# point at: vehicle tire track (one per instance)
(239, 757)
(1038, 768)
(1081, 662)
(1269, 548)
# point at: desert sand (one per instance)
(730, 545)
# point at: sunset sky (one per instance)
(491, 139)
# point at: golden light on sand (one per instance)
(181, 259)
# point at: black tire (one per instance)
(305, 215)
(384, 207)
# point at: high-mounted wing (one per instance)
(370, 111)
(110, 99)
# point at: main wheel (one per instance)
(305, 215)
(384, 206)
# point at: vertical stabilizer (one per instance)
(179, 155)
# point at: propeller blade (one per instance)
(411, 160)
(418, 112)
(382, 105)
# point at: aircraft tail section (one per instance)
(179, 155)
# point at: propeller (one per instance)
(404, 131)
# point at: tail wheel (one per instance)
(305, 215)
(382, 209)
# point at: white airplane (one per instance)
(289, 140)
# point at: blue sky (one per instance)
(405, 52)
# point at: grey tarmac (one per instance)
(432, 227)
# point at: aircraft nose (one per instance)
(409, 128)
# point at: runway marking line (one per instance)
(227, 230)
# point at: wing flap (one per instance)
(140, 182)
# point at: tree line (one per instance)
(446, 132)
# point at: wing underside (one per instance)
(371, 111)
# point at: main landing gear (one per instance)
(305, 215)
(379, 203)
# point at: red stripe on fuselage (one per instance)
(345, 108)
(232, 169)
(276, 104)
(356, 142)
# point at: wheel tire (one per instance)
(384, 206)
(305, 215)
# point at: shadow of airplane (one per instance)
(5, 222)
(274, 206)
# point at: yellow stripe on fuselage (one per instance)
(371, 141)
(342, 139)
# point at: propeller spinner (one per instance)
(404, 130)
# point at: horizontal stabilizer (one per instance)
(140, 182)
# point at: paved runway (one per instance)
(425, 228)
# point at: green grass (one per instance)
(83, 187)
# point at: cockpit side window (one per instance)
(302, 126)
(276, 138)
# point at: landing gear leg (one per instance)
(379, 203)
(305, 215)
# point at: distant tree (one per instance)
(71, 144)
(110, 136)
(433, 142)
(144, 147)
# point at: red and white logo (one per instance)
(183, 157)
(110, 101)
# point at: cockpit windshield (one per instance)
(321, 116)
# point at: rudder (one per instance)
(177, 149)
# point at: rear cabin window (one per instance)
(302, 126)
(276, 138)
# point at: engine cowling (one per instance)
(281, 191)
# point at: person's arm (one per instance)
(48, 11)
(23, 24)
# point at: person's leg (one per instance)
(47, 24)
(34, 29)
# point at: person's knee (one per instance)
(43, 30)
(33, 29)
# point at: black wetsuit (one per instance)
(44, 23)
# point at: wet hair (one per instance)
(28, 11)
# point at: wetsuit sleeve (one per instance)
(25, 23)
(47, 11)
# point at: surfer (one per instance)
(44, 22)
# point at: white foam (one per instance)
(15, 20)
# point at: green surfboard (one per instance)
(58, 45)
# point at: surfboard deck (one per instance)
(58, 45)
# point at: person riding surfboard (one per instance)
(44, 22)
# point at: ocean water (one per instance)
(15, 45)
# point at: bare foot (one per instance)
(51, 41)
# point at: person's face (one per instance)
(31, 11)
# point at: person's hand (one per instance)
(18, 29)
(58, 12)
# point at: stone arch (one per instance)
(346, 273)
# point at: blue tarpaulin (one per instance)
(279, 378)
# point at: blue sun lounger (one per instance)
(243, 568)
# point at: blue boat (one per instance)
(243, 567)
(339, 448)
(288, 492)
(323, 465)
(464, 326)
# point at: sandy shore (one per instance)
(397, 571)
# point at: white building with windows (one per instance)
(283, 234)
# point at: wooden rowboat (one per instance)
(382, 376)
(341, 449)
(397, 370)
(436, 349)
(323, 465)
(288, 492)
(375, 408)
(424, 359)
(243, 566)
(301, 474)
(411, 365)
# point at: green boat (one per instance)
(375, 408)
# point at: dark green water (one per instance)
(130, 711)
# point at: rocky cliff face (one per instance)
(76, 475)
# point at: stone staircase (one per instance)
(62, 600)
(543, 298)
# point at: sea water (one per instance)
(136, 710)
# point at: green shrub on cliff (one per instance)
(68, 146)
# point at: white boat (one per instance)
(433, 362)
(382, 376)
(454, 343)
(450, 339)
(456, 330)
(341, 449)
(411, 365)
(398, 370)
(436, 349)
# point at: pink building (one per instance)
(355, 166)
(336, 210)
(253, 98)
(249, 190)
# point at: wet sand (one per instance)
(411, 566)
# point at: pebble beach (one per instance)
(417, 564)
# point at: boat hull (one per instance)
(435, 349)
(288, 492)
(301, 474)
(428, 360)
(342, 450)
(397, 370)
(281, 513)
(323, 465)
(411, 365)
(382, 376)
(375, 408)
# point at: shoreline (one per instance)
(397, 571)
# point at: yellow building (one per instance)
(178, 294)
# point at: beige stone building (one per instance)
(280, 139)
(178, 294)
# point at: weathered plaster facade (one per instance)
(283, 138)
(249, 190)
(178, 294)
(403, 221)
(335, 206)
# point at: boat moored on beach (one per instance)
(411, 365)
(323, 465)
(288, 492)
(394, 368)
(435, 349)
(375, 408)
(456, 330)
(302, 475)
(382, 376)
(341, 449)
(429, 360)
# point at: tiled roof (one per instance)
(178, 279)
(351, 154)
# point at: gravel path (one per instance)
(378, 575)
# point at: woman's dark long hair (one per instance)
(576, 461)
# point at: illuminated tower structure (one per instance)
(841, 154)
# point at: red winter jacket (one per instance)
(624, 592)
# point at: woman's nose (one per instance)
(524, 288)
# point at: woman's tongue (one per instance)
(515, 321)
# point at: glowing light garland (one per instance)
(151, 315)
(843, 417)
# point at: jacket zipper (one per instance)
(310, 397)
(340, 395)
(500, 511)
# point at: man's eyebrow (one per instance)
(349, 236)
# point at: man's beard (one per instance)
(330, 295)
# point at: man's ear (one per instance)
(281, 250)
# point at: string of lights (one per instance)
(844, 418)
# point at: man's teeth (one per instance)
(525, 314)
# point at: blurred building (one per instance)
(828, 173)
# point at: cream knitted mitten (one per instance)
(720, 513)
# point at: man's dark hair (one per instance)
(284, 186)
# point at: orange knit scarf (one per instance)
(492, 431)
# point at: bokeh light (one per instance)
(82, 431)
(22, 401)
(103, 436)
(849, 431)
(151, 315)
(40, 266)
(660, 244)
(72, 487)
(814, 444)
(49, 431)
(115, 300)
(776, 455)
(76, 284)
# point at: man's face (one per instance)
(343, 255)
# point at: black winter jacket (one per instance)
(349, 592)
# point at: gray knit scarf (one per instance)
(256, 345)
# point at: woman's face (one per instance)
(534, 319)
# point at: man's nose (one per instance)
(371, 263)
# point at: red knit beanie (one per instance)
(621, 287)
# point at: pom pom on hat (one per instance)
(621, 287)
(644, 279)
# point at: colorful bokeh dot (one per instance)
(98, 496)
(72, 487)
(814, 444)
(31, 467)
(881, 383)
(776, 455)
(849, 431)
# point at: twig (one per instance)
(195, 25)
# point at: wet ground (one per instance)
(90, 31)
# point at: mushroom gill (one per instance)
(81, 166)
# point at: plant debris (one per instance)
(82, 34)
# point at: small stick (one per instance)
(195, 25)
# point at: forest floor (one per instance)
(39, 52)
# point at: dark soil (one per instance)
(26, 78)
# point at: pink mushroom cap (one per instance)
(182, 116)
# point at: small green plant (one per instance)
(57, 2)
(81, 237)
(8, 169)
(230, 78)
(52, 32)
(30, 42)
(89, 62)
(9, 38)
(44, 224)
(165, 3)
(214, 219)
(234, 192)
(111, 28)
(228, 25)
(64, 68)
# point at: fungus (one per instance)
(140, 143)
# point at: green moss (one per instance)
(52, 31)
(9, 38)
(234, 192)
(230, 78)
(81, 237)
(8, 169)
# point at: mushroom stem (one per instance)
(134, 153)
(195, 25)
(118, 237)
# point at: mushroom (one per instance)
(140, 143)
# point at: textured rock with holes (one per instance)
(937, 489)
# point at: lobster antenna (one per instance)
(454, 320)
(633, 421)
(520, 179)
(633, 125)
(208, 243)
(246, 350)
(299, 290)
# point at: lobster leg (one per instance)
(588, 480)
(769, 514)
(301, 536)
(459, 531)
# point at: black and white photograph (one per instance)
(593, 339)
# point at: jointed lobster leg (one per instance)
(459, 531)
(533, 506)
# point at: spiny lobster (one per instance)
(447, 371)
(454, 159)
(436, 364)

**Given task:**
Lines from the one containing "# point at: fungus (one per instance)" through the final line are to be given again verbatim, with nothing before or after.

**Completed task:**
# point at: fungus (one per instance)
(140, 143)
# point at: green moss (one per instance)
(52, 31)
(9, 38)
(234, 192)
(230, 78)
(81, 237)
(8, 169)
# point at: mushroom stem (one per instance)
(134, 153)
(195, 25)
(118, 237)
# point at: mushroom (one per instance)
(140, 143)
# point at: textured rock with holes (one per instance)
(937, 489)
# point at: lobster antenna (one per instance)
(454, 320)
(633, 421)
(520, 179)
(633, 125)
(208, 243)
(246, 350)
(299, 290)
# point at: lobster leg (one per instance)
(588, 480)
(769, 514)
(301, 536)
(459, 531)
# point at: black and white photograph (one per instance)
(593, 339)
# point at: jointed lobster leg (one per instance)
(459, 531)
(533, 506)
# point at: spiny lobster (one per instance)
(447, 371)
(454, 159)
(436, 364)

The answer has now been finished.